● STATED GOAL
Copy the listing from its very start down through the line containing "480,110 -> 514,151", replacing "sticker" with "decal" and keeping everything else the same.

● EXTRACTED RECORDS
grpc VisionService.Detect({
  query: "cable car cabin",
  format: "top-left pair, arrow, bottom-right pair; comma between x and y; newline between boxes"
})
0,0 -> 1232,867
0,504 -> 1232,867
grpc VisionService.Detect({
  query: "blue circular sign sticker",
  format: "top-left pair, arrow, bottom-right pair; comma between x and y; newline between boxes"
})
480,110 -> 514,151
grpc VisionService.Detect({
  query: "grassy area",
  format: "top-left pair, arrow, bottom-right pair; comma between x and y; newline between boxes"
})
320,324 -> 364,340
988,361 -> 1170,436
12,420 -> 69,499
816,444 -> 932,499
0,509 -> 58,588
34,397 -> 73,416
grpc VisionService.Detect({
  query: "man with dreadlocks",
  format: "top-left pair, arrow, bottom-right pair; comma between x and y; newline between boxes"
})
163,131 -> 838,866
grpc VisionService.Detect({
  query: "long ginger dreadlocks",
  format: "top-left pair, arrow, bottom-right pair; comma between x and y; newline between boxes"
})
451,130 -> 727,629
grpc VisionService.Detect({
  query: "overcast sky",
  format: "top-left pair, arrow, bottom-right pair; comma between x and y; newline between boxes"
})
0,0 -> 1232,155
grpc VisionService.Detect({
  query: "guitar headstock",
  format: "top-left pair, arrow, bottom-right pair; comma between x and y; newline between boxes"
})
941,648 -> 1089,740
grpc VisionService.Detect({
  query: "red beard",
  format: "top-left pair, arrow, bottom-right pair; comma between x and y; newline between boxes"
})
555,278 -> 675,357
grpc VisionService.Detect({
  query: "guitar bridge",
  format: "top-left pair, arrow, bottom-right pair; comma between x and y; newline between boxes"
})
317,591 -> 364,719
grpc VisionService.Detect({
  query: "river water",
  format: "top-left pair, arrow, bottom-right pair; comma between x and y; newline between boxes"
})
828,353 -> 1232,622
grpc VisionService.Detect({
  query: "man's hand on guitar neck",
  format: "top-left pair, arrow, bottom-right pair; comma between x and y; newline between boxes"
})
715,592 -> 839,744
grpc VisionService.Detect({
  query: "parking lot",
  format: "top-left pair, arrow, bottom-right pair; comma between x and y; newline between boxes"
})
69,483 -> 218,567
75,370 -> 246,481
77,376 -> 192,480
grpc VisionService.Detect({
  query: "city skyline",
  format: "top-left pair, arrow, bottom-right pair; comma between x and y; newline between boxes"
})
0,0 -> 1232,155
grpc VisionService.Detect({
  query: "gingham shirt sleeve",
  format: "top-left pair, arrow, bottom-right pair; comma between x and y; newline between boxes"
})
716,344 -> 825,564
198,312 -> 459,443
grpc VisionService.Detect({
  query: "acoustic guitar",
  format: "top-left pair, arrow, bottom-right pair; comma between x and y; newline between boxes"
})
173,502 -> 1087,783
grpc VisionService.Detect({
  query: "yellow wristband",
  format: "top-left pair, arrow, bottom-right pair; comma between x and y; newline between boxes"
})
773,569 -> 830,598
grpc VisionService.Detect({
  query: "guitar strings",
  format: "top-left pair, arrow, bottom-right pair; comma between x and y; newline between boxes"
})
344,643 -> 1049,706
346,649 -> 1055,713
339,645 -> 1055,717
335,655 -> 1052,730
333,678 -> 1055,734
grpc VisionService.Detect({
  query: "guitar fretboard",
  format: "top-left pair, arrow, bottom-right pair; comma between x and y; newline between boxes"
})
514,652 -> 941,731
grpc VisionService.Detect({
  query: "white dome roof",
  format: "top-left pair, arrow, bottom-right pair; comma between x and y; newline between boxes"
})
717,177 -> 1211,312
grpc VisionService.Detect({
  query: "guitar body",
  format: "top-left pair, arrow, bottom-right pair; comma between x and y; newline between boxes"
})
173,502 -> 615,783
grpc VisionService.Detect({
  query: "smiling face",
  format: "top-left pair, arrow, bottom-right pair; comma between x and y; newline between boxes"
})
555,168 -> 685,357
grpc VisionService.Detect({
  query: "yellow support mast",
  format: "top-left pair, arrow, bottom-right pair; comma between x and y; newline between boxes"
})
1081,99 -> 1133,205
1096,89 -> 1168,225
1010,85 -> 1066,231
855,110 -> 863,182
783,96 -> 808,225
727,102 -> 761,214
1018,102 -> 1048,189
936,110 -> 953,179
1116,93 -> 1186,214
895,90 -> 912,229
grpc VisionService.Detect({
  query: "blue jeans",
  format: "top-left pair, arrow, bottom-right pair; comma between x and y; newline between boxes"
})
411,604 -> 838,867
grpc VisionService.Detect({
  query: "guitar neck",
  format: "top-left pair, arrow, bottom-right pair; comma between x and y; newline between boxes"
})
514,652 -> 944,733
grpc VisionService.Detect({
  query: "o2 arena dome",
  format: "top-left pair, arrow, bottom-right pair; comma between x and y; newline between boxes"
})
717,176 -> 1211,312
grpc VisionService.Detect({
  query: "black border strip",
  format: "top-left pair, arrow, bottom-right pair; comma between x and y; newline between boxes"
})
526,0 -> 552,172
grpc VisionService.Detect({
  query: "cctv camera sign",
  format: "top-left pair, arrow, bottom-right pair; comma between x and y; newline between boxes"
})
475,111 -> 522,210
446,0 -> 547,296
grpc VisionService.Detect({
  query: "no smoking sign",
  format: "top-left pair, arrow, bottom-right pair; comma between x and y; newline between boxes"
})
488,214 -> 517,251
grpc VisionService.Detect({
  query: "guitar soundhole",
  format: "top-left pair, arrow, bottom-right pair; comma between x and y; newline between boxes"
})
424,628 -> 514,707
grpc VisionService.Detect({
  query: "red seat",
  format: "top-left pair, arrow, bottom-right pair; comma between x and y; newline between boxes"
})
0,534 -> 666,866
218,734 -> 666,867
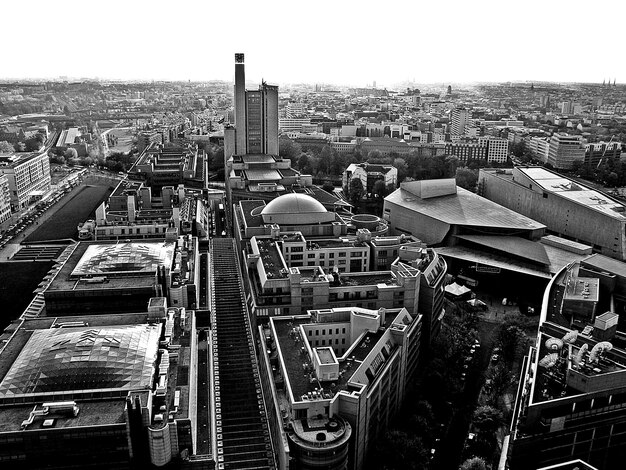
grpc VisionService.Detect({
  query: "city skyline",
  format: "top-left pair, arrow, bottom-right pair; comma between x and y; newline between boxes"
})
6,0 -> 626,88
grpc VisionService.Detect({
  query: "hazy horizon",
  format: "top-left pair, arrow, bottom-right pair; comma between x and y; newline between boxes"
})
6,0 -> 626,88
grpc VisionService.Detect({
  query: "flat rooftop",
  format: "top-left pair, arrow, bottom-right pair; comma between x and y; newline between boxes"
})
516,167 -> 626,220
385,187 -> 546,230
47,241 -> 175,291
109,180 -> 143,197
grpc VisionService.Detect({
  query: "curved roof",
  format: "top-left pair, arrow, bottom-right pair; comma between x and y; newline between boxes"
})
261,193 -> 327,215
0,325 -> 160,396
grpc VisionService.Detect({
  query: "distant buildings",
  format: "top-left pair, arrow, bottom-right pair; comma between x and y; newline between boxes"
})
450,108 -> 472,135
546,132 -> 585,170
128,144 -> 208,190
342,163 -> 398,196
0,174 -> 11,224
0,152 -> 51,212
480,165 -> 626,260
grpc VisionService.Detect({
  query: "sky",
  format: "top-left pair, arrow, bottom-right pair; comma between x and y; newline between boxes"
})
0,0 -> 626,88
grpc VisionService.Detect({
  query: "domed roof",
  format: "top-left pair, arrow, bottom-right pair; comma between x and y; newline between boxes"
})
261,193 -> 328,215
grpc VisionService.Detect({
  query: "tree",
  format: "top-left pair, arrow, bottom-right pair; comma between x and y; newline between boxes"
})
348,178 -> 365,206
472,405 -> 503,435
455,168 -> 478,191
0,140 -> 15,153
497,323 -> 528,363
459,457 -> 487,470
372,180 -> 387,199
489,363 -> 515,406
368,430 -> 429,470
65,148 -> 78,160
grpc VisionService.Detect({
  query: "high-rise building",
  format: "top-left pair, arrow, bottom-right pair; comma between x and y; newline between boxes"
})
224,53 -> 278,159
451,108 -> 472,135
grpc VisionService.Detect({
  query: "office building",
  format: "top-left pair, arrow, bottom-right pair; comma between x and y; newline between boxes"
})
383,178 -> 545,246
342,163 -> 398,196
43,235 -> 199,316
78,180 -> 212,240
0,306 -> 197,470
450,108 -> 472,135
224,53 -> 278,159
547,132 -> 585,170
259,306 -> 422,470
585,142 -> 622,169
128,144 -> 208,190
480,165 -> 626,260
503,255 -> 626,470
0,173 -> 11,224
478,137 -> 509,163
0,152 -> 51,212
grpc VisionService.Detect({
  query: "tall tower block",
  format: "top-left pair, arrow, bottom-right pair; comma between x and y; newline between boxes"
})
235,53 -> 247,155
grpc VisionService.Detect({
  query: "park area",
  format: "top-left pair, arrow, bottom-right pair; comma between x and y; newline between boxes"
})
24,185 -> 113,243
0,261 -> 54,331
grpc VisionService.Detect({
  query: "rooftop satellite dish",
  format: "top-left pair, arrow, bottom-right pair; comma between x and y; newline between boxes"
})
545,338 -> 563,351
563,330 -> 578,344
539,353 -> 559,369
574,343 -> 589,364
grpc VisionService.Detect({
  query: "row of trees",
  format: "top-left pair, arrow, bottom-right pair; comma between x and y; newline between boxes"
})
279,137 -> 487,196
0,134 -> 46,153
368,305 -> 485,470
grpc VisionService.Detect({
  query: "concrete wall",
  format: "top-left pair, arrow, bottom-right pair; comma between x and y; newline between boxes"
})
478,171 -> 626,260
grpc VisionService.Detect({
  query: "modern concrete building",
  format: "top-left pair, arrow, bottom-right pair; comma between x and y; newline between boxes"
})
383,178 -> 545,246
450,108 -> 472,135
78,179 -> 211,240
44,235 -> 199,316
0,174 -> 11,224
341,163 -> 398,195
128,144 -> 208,190
547,132 -> 585,170
259,307 -> 422,470
0,152 -> 51,212
476,166 -> 626,260
585,142 -> 623,169
224,53 -> 278,159
0,306 -> 197,470
503,255 -> 626,470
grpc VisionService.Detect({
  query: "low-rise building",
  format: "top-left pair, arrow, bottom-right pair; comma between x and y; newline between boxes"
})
0,299 -> 197,470
260,307 -> 422,469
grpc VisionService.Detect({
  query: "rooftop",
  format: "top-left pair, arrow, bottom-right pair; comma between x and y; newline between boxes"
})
516,167 -> 626,219
71,241 -> 175,277
385,187 -> 545,234
0,324 -> 161,396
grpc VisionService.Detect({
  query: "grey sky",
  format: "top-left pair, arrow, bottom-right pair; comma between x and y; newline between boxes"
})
6,0 -> 626,86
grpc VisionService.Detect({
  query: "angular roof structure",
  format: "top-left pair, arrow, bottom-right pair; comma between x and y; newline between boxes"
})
0,324 -> 160,397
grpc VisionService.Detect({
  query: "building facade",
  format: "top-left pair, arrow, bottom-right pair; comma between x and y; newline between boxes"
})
0,152 -> 51,212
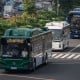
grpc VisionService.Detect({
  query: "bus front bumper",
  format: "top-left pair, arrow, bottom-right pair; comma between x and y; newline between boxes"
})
0,58 -> 31,70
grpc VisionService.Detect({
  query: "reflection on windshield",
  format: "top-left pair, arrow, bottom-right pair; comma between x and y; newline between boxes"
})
51,29 -> 62,41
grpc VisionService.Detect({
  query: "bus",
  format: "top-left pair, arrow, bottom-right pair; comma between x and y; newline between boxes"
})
45,21 -> 70,50
0,28 -> 52,71
66,8 -> 80,38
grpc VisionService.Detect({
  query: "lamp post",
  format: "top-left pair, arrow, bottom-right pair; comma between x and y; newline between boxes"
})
56,0 -> 60,16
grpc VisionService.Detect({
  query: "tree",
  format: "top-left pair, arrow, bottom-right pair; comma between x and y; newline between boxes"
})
23,0 -> 35,14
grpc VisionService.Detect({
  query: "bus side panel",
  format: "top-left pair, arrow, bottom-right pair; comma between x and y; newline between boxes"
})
31,32 -> 52,66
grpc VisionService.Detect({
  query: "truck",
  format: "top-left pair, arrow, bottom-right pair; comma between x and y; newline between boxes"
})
0,28 -> 52,71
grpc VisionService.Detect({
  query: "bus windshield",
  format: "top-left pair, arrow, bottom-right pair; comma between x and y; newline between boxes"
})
2,43 -> 28,58
51,29 -> 62,42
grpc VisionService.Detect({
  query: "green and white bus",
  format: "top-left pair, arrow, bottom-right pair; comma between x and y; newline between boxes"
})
0,28 -> 52,70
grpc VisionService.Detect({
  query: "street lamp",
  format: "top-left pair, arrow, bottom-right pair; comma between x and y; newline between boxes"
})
57,0 -> 60,16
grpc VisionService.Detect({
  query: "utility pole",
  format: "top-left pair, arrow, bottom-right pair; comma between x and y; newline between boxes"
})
56,0 -> 60,16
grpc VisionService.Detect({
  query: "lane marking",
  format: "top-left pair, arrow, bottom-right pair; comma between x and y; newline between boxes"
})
54,53 -> 63,59
67,54 -> 76,59
0,74 -> 55,80
73,54 -> 80,59
61,54 -> 70,59
68,44 -> 80,53
52,53 -> 57,57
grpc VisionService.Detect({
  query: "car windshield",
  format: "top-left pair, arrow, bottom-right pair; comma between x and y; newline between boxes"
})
51,29 -> 62,42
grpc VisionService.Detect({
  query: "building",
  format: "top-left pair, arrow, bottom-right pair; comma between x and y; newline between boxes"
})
35,0 -> 54,10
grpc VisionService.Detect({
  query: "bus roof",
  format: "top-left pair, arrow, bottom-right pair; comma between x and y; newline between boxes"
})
45,21 -> 69,29
69,11 -> 80,14
3,28 -> 42,38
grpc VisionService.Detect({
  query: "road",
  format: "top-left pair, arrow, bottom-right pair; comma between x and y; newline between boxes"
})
0,39 -> 80,80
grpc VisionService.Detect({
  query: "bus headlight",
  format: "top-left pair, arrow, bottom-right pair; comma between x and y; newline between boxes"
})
22,51 -> 28,57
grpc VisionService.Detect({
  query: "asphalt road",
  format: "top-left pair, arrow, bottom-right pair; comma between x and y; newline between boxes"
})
0,39 -> 80,80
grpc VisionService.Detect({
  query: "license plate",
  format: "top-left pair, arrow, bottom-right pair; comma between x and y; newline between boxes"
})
11,67 -> 17,70
74,35 -> 78,37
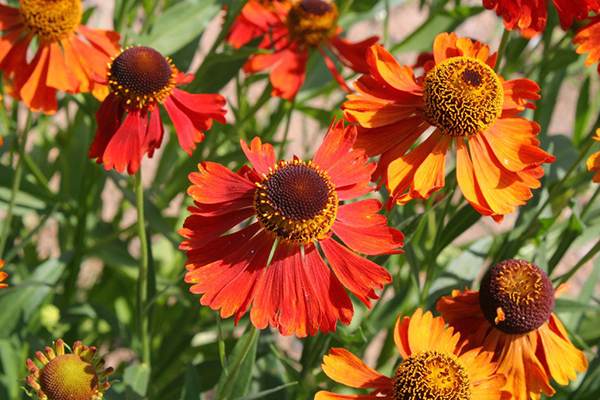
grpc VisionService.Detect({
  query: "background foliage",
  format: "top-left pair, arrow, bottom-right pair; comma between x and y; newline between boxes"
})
0,0 -> 600,400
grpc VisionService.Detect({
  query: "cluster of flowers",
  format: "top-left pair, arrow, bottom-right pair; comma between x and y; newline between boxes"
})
0,0 -> 600,400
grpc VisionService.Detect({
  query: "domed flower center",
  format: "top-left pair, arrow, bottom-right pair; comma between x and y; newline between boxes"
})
39,354 -> 98,400
479,260 -> 554,334
107,46 -> 176,108
423,57 -> 504,136
19,0 -> 81,42
254,160 -> 338,245
393,350 -> 471,400
286,0 -> 338,46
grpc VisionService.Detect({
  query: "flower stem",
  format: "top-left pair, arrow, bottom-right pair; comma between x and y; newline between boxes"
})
0,110 -> 32,256
135,170 -> 150,365
495,28 -> 510,73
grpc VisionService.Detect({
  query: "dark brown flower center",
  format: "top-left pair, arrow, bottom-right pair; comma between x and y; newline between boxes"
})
286,0 -> 338,46
479,260 -> 554,334
423,57 -> 504,136
108,46 -> 175,107
19,0 -> 81,42
254,160 -> 338,245
39,354 -> 98,400
393,350 -> 471,400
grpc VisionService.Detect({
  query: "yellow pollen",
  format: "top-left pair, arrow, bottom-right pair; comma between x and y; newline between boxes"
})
422,57 -> 504,136
106,46 -> 177,108
254,160 -> 338,245
39,354 -> 98,400
286,0 -> 338,46
19,0 -> 81,42
496,262 -> 542,304
393,350 -> 471,400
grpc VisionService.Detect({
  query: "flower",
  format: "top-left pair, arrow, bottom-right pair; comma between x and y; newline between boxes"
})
88,46 -> 226,174
228,0 -> 379,100
179,121 -> 404,337
437,260 -> 587,400
573,16 -> 600,74
0,260 -> 8,289
26,339 -> 113,400
315,308 -> 510,400
0,0 -> 119,114
483,0 -> 600,37
587,129 -> 600,183
342,33 -> 554,222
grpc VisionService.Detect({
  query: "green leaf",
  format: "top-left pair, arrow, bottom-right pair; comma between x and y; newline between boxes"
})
179,363 -> 202,400
138,0 -> 220,56
0,253 -> 71,337
215,325 -> 260,400
123,364 -> 150,400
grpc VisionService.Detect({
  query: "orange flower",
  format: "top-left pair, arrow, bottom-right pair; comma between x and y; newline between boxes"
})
573,16 -> 600,74
25,339 -> 113,400
88,46 -> 226,174
228,0 -> 379,100
0,260 -> 8,289
0,0 -> 119,114
437,260 -> 587,400
483,0 -> 600,33
179,121 -> 404,337
587,129 -> 600,183
315,308 -> 510,400
342,33 -> 554,221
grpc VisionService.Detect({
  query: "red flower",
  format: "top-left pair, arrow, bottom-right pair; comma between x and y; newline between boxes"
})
89,47 -> 226,174
483,0 -> 600,33
228,0 -> 379,100
0,0 -> 119,114
573,16 -> 600,74
179,121 -> 404,337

● TASK RESPONSE
grpc VisionService.Detect({
  query: "cable car cabin",
  format: "top-left pair, arrow, bottom-right pair; comma between x and y; newline between boxes"
})
0,0 -> 1232,867
0,504 -> 1232,867
grpc VisionService.Detect({
  query: "blue circular sign decal",
  format: "top-left pair, arrow, bottom-right pair; comma between x and y; newline between boxes"
})
480,110 -> 514,151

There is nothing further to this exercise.